→ **TAREA A**
En el texto sobre las epidemias, ¿cuántas personas se infectan cada minuto en el mundo?
→ **TAREA B**
Transcribe, por favor, del texto sobre las epidemias todo lo que va desde "Cada cierto tiempo" hasta "encontrara a su paso.".
→ **TAREA C**
Prosigue el texto sobre las epidemias a partir del punto en que se detiene.

→ **TEXTO MOSTRADO**
Cuando creíamos estar viviendo los últimos estertores del coronavirus, un nuevo caballo sin estribos espera desesperado que alguien lo inmovilice. Su nombre ya suena como una trompeta sobre las murallas de Jericó: Òmicron. Aún desconocemos su fuerza letal.
Cada cierto tiempo la raza humana sufre la llegada de un mortífero veneno venido de los albores del alba a consecuencia de una extraña mutación o tal vez procedente del propio cuerpo del ser humano o de un animal carroñero. En la actualidad, también es posible desarrollar en laboratorios gérmenes letales que podrían expandirse con oscuros propósitos.
La espeluznante “Gripe Española” emponzoñó a más de 40 millones de personas en todo el mundo. Exactamente se desconoce la cifra. Un siglo después aún no se sabe cuál fue el origen de esta epidemia que cruzó fronteras con el ímpetu del viento, y no respetó a ningún humano que encontrara a su paso.
Esos miasmas siniestros son la mayor pesadilla de la humanidad. Nuestra zozobra y desdicha. El Sida dejó 34 millones de personas en la cuneta de la muerte, pero lo espeluznante, lo que nos debe hacer recapacitar, es que la mitad de los nuevos afectados tienen entre 15 y 24 años, ascendiendo igualmente el número de mujeres.
Ningún país logró detener la epidemia. Y en palabras claras: cada minuto se infectan en el mundo, estadísticamente, 11 personas.

→ **MATERIAL PROPORCIONADO**
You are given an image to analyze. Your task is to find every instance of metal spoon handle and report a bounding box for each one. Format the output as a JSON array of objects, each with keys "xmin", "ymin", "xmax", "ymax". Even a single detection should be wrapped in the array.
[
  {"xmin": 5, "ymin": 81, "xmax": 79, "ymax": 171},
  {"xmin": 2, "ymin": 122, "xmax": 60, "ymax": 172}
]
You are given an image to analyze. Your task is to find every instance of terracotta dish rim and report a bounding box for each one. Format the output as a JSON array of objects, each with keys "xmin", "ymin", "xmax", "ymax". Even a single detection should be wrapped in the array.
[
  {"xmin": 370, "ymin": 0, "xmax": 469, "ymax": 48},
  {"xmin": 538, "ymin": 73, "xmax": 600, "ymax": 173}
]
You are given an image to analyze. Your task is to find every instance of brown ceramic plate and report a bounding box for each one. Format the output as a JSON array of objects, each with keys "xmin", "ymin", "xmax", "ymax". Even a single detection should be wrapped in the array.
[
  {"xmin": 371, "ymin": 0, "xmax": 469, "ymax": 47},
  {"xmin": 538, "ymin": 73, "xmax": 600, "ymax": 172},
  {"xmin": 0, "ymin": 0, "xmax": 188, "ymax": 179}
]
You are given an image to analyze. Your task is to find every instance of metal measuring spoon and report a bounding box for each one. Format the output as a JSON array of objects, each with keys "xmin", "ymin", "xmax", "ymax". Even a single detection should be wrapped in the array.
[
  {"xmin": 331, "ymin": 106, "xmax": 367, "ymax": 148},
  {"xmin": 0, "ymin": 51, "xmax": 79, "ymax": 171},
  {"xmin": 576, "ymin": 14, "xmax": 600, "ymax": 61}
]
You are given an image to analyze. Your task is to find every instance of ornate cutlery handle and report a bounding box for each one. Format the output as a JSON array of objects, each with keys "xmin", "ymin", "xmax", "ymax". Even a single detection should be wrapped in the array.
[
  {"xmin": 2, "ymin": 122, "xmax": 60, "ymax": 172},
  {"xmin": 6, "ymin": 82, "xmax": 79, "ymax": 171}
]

→ **RESPUESTA FINAL A**
Estadísticamente, 11 personas.

→ **RESPUESTA FINAL B**
Cada cierto tiempo la raza humana sufre la llegada de un mortífero veneno venido de los albores del alba a consecuencia de una extraña mutación o tal vez procedente del propio cuerpo del ser humano o de un animal carroñero. En la actualidad, también es posible desarrollar en laboratorios gérmenes letales que podrían expandirse con oscuros propósitos.
La espeluznante “Gripe Española” emponzoñó a más de 40 millones de personas en todo el mundo. Exactamente se desconoce la cifra. Un siglo después aún no se sabe cuál fue el origen de esta epidemia que cruzó fronteras con el ímpetu del viento, y no respetó a ningún humano que encontrara a su paso.

→ **RESPUESTA FINAL C**
Los fármacos descubiertos no han dado el resultado que se indagaba, pero lo peor es que crearon una falsa esperanza y ahora ésta aparece rota, en los suelos, con los sueños de muchos infectados derrumbados.
A esto se debe añadir la aparente contradicción de que en estos instantes se sabe más sobre la propagación y la prevención de la enfermedad que nunca antes, pero hasta hoy sirve de poco.
Ayer era el Sida que continúa haciendo camino hiriente, al presente el Coronavirus que unido al reciente Òmicron pudiera ser más peligroso, si eso cabe, que los dos pavores anteriores.
El poeta inglés William Blake señalaba: “Dios, que hizo el cordero, creó igualmente el tigre que lo devora”. Somos tolvanera de estrellas, y estamos aquí, sobre faz la Tierra, gracias a la energía atómica que, bien encauzada, es una ayuda imprescindible para el desarrollo humano y nos hará llegar a los confines del Universo.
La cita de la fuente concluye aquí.